Natural language region descriptions:
____
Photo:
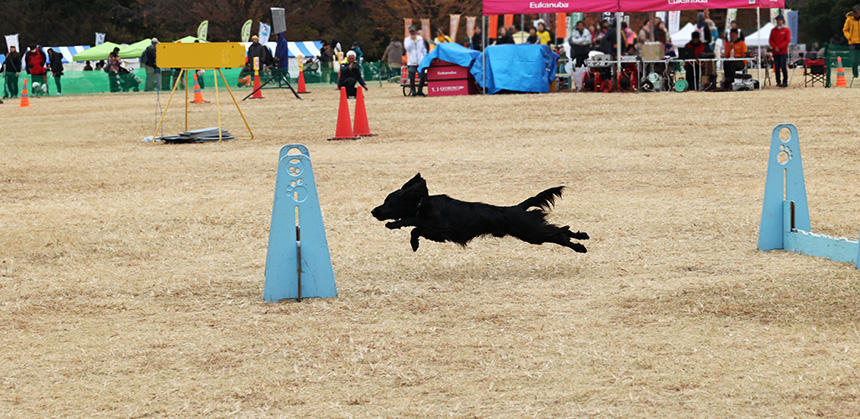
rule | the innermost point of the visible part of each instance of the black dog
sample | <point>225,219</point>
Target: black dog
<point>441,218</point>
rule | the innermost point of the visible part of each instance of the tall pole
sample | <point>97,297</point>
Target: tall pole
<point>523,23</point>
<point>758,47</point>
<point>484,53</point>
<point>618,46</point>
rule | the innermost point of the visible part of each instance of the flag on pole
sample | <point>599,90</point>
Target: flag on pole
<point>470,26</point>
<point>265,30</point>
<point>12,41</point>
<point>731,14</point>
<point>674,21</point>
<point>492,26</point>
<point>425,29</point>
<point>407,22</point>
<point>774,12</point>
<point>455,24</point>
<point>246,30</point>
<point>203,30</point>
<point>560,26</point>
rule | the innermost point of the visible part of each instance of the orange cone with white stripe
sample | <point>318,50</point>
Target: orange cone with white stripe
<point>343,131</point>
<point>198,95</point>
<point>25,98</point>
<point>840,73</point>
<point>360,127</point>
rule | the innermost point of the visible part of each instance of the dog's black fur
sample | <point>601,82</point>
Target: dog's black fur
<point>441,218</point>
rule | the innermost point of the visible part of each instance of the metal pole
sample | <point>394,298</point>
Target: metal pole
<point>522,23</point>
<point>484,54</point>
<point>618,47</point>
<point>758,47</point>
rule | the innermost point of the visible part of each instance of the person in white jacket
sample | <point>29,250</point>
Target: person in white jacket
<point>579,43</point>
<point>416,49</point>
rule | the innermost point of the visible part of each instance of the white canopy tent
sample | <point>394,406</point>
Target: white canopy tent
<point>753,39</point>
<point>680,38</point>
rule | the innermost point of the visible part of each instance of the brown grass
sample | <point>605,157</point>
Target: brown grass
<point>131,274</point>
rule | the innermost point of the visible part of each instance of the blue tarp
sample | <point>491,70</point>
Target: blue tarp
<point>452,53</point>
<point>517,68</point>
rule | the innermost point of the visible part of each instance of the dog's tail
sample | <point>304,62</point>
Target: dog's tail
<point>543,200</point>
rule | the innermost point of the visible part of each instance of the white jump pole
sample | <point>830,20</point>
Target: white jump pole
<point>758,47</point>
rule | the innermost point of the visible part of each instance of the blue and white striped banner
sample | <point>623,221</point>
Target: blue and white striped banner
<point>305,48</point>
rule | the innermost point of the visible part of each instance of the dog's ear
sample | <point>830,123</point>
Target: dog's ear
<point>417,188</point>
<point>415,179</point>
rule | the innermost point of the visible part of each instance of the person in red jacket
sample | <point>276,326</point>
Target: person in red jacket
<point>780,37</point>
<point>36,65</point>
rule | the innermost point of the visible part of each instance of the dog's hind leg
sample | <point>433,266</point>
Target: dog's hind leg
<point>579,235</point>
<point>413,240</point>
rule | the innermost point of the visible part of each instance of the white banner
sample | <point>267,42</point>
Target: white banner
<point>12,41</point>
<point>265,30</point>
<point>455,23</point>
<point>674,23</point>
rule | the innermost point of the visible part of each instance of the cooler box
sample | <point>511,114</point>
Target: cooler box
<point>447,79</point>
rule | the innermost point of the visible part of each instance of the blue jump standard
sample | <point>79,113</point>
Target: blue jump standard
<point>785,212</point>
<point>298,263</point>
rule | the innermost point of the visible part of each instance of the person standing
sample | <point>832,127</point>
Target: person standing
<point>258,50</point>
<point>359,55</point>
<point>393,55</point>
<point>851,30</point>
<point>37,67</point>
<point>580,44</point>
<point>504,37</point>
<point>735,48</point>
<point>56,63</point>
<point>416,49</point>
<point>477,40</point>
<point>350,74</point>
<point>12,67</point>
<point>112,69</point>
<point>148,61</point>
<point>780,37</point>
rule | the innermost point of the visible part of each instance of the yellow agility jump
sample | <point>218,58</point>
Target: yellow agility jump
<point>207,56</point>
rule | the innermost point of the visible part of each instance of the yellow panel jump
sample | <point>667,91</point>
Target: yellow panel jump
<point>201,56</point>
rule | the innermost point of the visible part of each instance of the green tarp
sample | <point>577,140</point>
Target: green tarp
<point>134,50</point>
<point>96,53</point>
____
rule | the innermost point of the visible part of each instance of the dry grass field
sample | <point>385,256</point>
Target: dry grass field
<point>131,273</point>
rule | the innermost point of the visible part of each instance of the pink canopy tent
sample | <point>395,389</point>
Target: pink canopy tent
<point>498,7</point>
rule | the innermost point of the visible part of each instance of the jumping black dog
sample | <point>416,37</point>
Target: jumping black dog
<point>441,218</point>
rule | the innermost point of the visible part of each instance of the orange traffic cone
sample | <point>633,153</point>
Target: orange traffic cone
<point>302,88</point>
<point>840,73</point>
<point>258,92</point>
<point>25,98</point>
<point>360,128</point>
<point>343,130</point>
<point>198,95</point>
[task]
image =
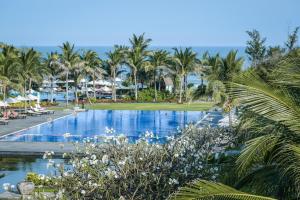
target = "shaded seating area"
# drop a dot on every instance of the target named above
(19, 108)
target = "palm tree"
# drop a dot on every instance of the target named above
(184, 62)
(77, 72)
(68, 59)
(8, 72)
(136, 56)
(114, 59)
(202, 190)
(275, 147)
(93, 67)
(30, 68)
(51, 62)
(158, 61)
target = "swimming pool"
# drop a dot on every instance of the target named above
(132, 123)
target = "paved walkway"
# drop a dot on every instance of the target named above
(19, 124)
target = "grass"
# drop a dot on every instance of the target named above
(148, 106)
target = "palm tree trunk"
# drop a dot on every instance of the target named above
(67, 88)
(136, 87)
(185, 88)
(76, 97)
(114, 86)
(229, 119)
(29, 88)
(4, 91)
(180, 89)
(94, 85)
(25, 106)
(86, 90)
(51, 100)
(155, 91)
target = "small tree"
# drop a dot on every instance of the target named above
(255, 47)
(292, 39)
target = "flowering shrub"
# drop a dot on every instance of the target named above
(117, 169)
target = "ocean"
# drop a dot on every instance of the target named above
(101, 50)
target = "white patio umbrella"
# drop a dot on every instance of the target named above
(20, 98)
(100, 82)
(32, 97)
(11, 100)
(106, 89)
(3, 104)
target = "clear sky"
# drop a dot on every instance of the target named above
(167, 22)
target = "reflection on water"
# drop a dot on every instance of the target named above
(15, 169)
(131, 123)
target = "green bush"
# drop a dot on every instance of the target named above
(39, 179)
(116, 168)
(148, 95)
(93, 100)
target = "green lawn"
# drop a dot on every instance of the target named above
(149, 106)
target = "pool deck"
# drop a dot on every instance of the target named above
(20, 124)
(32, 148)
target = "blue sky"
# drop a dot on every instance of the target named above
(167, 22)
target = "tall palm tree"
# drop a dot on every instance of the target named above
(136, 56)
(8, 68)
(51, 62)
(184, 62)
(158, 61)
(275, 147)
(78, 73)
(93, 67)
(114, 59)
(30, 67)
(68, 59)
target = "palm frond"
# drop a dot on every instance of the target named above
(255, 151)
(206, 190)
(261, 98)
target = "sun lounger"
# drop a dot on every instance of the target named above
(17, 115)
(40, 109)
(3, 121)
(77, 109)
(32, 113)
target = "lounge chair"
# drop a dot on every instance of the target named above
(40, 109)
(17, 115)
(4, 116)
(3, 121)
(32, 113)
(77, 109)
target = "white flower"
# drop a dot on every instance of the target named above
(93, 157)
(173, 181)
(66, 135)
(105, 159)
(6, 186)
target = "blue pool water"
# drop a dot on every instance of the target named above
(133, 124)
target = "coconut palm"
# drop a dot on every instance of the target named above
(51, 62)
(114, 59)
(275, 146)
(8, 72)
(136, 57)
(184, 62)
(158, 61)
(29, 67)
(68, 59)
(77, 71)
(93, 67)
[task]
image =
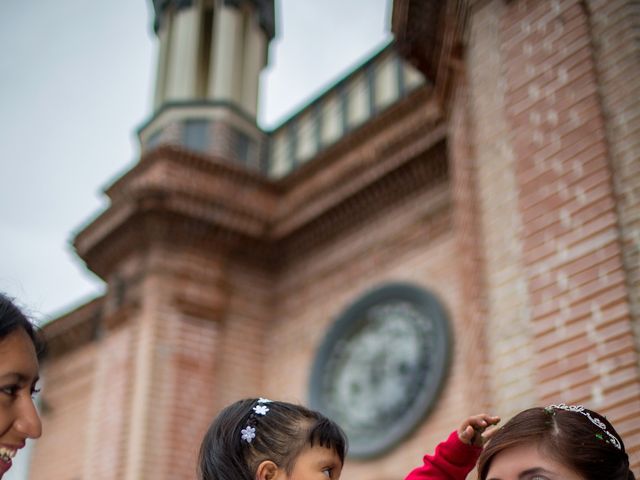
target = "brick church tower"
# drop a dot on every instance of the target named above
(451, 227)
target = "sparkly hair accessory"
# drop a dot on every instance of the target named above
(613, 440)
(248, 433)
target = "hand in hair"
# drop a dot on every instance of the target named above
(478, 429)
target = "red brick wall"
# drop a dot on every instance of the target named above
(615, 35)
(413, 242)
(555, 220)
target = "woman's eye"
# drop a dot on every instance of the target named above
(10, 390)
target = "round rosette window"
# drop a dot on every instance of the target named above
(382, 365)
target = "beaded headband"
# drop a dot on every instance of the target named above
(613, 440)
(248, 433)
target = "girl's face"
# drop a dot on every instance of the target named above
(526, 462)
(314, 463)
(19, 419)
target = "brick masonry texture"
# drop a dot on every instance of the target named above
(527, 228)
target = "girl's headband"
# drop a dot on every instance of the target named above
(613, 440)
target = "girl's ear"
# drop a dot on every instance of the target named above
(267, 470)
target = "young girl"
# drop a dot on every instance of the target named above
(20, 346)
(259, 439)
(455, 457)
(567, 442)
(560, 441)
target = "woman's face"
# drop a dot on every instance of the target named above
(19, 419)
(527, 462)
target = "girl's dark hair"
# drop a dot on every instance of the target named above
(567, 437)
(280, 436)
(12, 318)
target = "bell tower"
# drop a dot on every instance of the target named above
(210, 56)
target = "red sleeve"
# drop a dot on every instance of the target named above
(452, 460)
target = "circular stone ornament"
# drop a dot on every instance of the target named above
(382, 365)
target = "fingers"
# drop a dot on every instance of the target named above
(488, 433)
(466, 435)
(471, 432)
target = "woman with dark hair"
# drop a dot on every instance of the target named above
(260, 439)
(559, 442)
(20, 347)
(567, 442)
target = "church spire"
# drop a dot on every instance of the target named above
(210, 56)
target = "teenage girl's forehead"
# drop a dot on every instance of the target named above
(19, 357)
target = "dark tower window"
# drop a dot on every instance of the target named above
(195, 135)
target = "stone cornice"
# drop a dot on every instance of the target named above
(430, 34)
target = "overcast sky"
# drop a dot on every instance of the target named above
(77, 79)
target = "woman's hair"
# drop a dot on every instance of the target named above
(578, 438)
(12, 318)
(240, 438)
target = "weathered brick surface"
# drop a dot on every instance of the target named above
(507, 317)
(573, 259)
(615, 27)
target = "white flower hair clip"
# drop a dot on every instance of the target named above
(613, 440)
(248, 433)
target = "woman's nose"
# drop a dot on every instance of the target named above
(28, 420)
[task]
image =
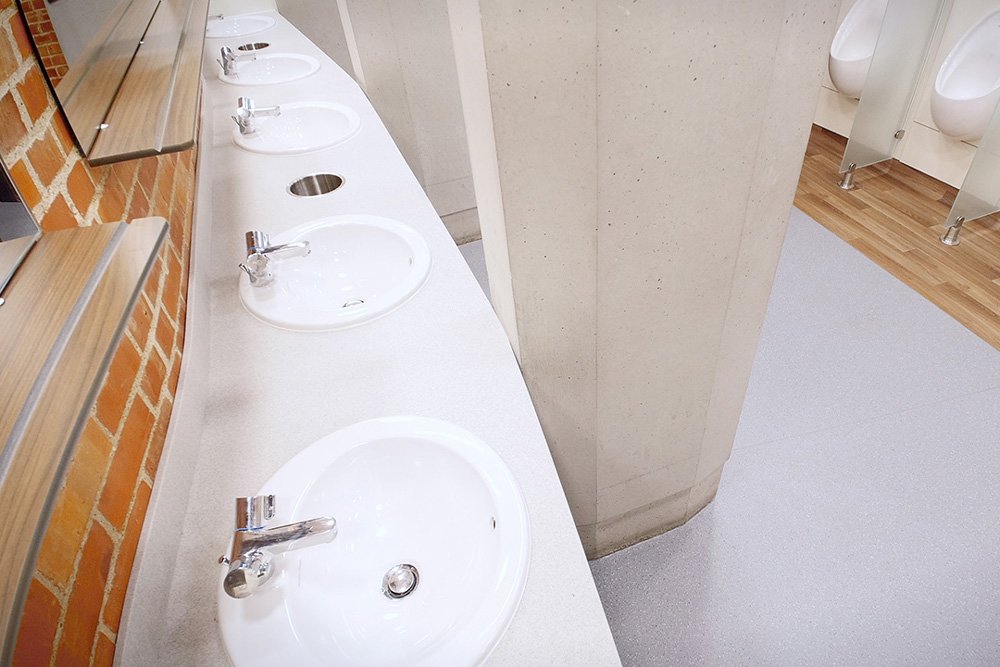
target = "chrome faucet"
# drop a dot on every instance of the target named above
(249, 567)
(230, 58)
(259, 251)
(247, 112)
____
Scan the lines above for the word "girl" and copy every one where it occurs.

--- TASK SOLUTION ---
target = "girl's face"
target = "girl's headband"
target = "girl's ear"
target = "young girl"
target = "girl's dark hair"
target = "teenage girl's forehead"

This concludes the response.